Extract, exactly as written, all lines of the material below from the line that includes "locate: yellow police" through its last line.

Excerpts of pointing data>
★ ★ ★
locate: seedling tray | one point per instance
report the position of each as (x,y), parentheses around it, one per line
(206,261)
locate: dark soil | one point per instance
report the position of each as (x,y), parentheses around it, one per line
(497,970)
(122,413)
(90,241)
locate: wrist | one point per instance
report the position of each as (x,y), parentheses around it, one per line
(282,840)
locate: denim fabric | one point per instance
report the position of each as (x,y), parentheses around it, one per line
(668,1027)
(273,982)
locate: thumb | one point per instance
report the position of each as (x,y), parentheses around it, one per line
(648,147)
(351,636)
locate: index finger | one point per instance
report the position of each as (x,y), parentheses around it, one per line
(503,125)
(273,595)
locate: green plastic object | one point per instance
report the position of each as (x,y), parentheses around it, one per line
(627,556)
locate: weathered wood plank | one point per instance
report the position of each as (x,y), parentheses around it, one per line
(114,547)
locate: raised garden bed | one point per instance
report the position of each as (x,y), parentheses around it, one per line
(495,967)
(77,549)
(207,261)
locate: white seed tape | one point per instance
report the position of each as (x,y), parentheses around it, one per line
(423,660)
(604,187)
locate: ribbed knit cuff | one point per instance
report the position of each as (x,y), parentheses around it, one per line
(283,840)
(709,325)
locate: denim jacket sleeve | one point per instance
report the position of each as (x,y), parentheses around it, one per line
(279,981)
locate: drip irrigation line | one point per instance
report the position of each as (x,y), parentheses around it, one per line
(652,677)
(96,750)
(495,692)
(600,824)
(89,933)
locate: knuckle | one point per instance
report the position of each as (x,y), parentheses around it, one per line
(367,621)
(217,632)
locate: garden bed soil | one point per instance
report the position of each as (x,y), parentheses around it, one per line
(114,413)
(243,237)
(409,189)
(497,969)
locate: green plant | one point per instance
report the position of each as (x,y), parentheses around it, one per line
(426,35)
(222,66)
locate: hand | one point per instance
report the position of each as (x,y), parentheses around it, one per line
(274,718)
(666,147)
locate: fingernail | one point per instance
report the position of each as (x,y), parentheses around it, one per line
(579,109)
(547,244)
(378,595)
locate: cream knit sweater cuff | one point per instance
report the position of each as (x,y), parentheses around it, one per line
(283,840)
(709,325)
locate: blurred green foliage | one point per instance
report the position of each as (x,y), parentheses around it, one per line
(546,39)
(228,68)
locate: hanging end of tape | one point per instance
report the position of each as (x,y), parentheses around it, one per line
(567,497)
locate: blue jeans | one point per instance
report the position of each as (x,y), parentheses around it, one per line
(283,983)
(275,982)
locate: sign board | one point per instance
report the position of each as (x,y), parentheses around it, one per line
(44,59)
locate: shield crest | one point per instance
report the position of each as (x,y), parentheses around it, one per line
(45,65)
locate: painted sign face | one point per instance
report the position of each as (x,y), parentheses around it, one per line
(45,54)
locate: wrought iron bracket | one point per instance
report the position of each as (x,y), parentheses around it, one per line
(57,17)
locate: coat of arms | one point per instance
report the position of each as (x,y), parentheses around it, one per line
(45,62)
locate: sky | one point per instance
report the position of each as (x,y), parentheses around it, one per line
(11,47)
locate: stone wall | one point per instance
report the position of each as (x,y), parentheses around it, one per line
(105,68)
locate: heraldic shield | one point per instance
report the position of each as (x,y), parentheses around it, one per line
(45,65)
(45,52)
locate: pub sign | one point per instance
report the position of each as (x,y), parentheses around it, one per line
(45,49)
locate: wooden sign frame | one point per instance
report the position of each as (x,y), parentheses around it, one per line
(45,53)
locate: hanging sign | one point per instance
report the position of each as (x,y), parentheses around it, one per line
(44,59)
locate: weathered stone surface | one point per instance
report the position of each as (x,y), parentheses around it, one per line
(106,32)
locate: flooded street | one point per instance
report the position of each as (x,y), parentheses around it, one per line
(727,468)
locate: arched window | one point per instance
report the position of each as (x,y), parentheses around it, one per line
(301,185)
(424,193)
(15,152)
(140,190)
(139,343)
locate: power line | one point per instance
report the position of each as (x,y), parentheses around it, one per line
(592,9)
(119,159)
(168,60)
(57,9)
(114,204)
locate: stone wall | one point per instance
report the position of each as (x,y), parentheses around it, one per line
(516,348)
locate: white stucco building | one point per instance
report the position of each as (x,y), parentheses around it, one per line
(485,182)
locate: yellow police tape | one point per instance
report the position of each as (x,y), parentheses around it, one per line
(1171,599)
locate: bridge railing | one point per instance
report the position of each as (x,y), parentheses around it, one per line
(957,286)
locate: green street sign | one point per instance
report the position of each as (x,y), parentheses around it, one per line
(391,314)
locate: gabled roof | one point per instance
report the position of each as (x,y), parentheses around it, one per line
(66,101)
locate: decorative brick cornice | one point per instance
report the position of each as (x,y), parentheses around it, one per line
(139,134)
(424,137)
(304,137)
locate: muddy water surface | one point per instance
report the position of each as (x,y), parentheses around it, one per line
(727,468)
★ ★ ★
WRITTEN ANSWER>
locate: yellow police tape | one point per instance
report the position of each as (x,y), parentheses around it, one per line
(1171,599)
locate: bridge railing | one point per instance
report the position of each as (x,y), parentheses around it, one per line
(957,286)
locate: green street sign | one point per instance
report the position of each as (x,y), parentheses around it, one per line
(391,314)
locate: gabled roof | one point per instance
report the position of each as (x,y), parentheses around it, one per line
(66,101)
locate: decorative brick cornice | one point per instance
report the position of each as (x,y), parentheses around it, one per line
(139,134)
(424,137)
(304,137)
locate: muddy water surface | one point per instance
report the position of each as (x,y), parentheses around it, one per line
(727,468)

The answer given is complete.